(Image entries on named regions)
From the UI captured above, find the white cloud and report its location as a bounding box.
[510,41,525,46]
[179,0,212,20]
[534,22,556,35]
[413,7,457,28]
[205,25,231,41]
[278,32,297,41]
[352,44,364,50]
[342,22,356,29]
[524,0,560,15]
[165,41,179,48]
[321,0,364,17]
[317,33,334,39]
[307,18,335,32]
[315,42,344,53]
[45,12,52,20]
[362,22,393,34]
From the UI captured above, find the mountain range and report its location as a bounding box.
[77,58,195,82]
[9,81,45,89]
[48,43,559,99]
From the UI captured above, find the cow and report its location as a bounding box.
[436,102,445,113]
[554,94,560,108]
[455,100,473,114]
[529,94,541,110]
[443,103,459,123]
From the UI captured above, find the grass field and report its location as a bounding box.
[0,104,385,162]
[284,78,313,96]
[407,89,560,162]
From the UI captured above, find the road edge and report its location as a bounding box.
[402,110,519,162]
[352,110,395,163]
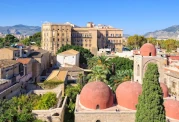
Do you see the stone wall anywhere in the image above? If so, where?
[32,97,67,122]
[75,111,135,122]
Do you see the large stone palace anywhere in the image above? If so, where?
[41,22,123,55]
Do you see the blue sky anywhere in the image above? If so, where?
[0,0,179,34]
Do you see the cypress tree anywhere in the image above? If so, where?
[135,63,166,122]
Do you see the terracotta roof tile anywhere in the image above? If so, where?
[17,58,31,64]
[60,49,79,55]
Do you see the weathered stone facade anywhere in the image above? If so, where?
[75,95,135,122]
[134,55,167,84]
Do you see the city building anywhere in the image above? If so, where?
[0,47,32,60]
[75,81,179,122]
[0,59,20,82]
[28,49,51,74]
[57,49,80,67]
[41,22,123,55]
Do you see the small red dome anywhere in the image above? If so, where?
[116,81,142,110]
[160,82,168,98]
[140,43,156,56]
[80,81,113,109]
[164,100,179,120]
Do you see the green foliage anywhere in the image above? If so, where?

### Prompt:
Copy out all of the entries above line for line, with no changes to the wording, and leave the pictures out.

### Full answer:
From the UI captured above, find the white cloud and report its location as a bounding box.
[510,41,525,46]
[179,0,212,20]
[534,22,556,35]
[413,7,457,28]
[205,25,231,41]
[278,32,297,41]
[352,44,364,50]
[342,22,356,29]
[524,0,560,15]
[165,41,179,48]
[321,0,364,17]
[317,33,334,39]
[307,18,335,32]
[315,42,344,53]
[45,12,52,20]
[362,22,393,34]
From the UI captured above, find the mountain range and report its location as a bounding box.
[77,58,195,82]
[9,81,45,89]
[48,43,559,99]
From the UI captured above, find the cow and report its location as a bounding box.
[436,102,445,113]
[554,94,560,108]
[455,100,473,114]
[529,94,541,110]
[443,103,459,123]
From the UI captured above, find the grass field and report its location as a bounding box.
[0,104,385,162]
[284,78,313,96]
[407,89,560,162]
From the UI captured above, find the road edge and report its location as a bounding box.
[402,110,519,162]
[352,110,395,163]
Do you see the stone wall anywhere in the image above? If so, where?
[32,97,67,122]
[75,111,135,122]
Do you see the large stone palace anywhere in the image above? If so, where?
[41,22,123,55]
Do you see the blue sky anywhere in the image above? If so, where?
[0,0,179,34]
Do you see the cypress tree anywhere in the image above? If so, where?
[135,63,166,122]
Do you see the terracotta roof tile anywhere in the image above? If so, where?
[17,58,31,64]
[60,49,79,55]
Do you see the weathered stone facade anywhere in the image above? If so, where?
[75,95,135,122]
[134,55,167,84]
Do you see the city building anywhere in the image above? If so, where?
[0,47,32,60]
[75,81,179,122]
[0,59,20,82]
[28,49,51,74]
[57,49,80,67]
[41,22,123,55]
Do you see the small red dome anywhere in the image above? If so, where?
[116,81,142,110]
[160,82,168,98]
[140,43,156,56]
[80,81,113,109]
[164,100,179,120]
Do you see the green foliage anywhere in the image above? If so, where?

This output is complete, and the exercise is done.